╭──

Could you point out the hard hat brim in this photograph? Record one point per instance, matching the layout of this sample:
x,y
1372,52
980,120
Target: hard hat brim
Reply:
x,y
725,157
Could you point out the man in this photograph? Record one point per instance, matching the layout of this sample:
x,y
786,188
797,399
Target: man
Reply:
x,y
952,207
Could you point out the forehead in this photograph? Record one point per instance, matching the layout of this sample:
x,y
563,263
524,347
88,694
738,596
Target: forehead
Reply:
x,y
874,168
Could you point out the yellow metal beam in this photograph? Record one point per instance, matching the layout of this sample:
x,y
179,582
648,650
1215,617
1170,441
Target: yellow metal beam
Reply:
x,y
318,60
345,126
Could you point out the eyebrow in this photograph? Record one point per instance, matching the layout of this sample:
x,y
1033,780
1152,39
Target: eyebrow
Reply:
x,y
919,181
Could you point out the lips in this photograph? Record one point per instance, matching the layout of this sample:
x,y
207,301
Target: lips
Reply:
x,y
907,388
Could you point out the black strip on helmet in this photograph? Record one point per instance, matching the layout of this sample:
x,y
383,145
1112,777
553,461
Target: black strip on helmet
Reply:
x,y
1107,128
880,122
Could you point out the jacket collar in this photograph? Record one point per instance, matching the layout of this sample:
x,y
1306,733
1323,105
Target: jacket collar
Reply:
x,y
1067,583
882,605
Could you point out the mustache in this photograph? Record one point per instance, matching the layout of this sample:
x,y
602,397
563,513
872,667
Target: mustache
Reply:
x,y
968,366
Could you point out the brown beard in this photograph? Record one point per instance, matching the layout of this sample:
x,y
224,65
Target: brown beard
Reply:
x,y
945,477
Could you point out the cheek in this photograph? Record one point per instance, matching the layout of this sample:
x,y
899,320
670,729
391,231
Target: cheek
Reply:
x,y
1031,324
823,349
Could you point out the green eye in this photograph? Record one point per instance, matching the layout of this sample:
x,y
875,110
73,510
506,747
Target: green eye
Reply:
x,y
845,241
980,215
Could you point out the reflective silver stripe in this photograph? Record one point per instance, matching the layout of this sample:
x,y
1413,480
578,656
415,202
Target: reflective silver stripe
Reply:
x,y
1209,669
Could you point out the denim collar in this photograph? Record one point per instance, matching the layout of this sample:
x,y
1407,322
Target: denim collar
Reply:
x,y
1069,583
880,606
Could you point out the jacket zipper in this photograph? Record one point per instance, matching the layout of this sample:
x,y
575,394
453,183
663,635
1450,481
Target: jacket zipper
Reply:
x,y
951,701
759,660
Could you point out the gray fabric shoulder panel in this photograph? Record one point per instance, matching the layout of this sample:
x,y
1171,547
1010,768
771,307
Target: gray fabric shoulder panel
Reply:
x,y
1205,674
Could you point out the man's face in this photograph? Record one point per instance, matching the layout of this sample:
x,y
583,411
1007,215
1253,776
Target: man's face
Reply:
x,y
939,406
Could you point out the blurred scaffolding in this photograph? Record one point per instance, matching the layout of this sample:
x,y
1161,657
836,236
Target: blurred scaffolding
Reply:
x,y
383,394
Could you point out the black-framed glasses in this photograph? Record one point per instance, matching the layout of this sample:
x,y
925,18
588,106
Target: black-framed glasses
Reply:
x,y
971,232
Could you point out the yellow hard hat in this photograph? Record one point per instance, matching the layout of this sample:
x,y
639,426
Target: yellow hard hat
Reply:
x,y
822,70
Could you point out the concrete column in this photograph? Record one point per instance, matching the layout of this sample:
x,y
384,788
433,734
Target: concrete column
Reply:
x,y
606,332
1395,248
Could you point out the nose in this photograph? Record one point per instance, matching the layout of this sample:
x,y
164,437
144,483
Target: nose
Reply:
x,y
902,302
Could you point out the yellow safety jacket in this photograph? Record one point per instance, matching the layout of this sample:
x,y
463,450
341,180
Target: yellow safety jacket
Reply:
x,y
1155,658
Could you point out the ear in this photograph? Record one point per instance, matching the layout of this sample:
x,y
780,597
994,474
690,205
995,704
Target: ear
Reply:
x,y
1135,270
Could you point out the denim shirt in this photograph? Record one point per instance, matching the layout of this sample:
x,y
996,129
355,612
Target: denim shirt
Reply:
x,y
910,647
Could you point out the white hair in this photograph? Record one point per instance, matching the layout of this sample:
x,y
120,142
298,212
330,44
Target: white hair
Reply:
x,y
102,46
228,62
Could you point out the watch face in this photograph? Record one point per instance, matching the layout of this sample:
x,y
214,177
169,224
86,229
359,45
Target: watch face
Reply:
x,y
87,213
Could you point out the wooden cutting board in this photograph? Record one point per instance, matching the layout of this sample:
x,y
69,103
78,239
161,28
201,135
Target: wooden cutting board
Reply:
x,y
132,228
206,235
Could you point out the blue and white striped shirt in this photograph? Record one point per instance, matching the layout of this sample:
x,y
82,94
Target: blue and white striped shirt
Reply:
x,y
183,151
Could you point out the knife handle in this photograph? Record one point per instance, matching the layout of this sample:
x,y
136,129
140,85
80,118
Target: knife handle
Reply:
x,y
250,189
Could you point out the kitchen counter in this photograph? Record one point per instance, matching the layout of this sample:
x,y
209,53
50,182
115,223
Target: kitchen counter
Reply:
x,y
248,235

╰──

Restate all of the entries above precisely.

Could you point out the hard hat brim in this photograph? Record one point per instance, matching the layout of this sample:
x,y
1372,52
980,120
Target: hard hat brim
Reply:
x,y
725,157
Could you point out the man in this photograph? Record one point per instance, matching the layout of this sample:
x,y
786,188
797,399
Target: man
Reply:
x,y
952,207
Could you point out the forehead in this photograph? Record one point per instance, matching the layout of this sample:
x,y
563,263
524,347
88,694
738,596
Target: forehead
Reply:
x,y
874,168
Could you point out the yellow metal beam in this photograph? Record one point per instance, matching the layout of this sample:
x,y
179,582
648,650
1215,617
1170,441
Target: yellow metal beam
Reply:
x,y
318,60
345,126
Could you point out the eyebrow in this photograph? Record one point per instance, matching the layout of this sample:
x,y
1033,780
1152,39
Target: eyebrow
Reply:
x,y
919,181
Could you point out the lips in this photograph? Record one point per instance, matching the layout of this sample:
x,y
207,301
Target: lips
Reply:
x,y
907,388
Could you point out the black strip on helmet in this photograph? Record one point per instance, matching the layout of this sample:
x,y
383,145
1112,777
553,461
Target: black strip on helmet
Reply:
x,y
1107,128
880,122
Could you point out the jacket collar in this photograph? Record one point per instance, matching the layout of this sample:
x,y
1306,733
1323,105
Target: jacket collar
Reply:
x,y
1067,583
882,605
Could you point out the mustache in this photograph? Record one point per instance, matching the layout of this sample:
x,y
602,397
563,513
872,667
Target: mustache
Reply:
x,y
968,366
Could you point out the brown beard in this photograph? Record one point per instance, matching the layout of this sample:
x,y
224,65
Target: brown beard
Reply:
x,y
945,477
Could you point out the cheek in this photograph? Record one point per instance, matching the layout of this sample:
x,y
899,320
670,729
391,231
Target: cheek
Reply:
x,y
1031,324
823,349
Could you point out the green eye in this photograph? Record one point per instance, matching the layout of this sample:
x,y
875,110
73,510
506,747
Target: green eye
Reply:
x,y
845,241
980,215
Could you point out the reflective silver stripe in this photograph? Record one point per instance, matching the layout of this sample:
x,y
1413,480
578,656
415,202
Target: reflective silver stripe
Reply:
x,y
1209,669
Could you point out the denim collar in this photograph? Record one point per instance, matching the layout of this sample:
x,y
1407,322
Target: denim collar
Reply:
x,y
1069,583
880,606
Could you point out the jacket zipper in this photograph? Record one point per instance, matching the layout of this sample:
x,y
575,394
453,183
663,635
1450,481
Target: jacket zipper
Reply:
x,y
951,701
759,660
Could you point out the gray fabric shoulder panel in this photograph? Record one point per instance, matching the layout of this sample:
x,y
1171,547
1010,768
771,307
Target: gray fabric shoulder panel
Reply:
x,y
1205,674
Could you point out the man's face in this photograph? Record one point per instance, matching the layout of this sample:
x,y
583,411
1007,215
1253,776
Target: man's face
Reply:
x,y
939,406
Could you point out the blurred scaffolding in this photograph? Record one point per instance, matching the layout of this sample:
x,y
1161,657
836,236
Target: blurred scaffolding
Reply:
x,y
383,394
Could you point out the black-framed glasses in this photograph? Record one point per instance, matching the layout of this sample:
x,y
925,18
588,106
Target: black-framed glasses
Reply:
x,y
971,232
Could you point out the yellow hard hat in this photograph? Record one point per instance, matching the layout of this sample:
x,y
639,426
Target: yellow hard hat
Reply:
x,y
822,70
Could you point out the concrete column in this photograph? Record one point per instance, matching the layout of this sample:
x,y
384,788
433,734
Target: concrete column
Reply:
x,y
606,332
1395,248
Could you point out the nose in this photograph? Record one point per instance, matching the layout of this sample:
x,y
164,437
144,483
Target: nose
Reply:
x,y
902,302
Could you point out the yellow safety jacket in this photograph? Record one point per instance, matching the layout of this sample:
x,y
463,450
341,180
Target: yellow safety jacket
Reply:
x,y
1155,658
Could you point out the ear in this photograph? Record one point per instance, matching the layout of this sample:
x,y
780,597
994,474
690,205
995,704
Target: ear
Reply:
x,y
1135,270
Could you point out the denim shirt in this photograph? Record one point per instance, matching the layout of this sample:
x,y
996,129
355,612
Target: denim shirt
Reply:
x,y
910,647
Could you point out the white hair in this photograph? Record one point per instance, matching the layout of this sample:
x,y
120,142
298,212
330,44
Target: white hair
Reply:
x,y
102,46
228,62
Could you point out the watch face in this photograph? Record one point per instance, matching the layout of this sample:
x,y
214,177
169,224
86,229
359,45
Target: watch face
Reply:
x,y
87,213
Could you point out the wooden cutting board in this photograph? Record one point per instance, matching the layout of this sample:
x,y
69,103
78,239
161,28
201,135
Target: wooden cutting board
Reply:
x,y
132,228
206,235
Could you point out the blue and white striped shirt in this photograph? Record one point per instance, matching the layout of this sample:
x,y
82,94
Target: blue and white striped shirt
Reply:
x,y
183,151
Could you point out the knife handle in this photograph? Record one point per instance, matching the layout of this sample:
x,y
136,129
140,85
80,118
Target: knife handle
Reply:
x,y
250,189
Could you point out the kitchen counter in this photograph? Record one point per instance, matching the layout of this sample:
x,y
209,53
50,182
115,223
Target: kitchen counter
Reply:
x,y
248,235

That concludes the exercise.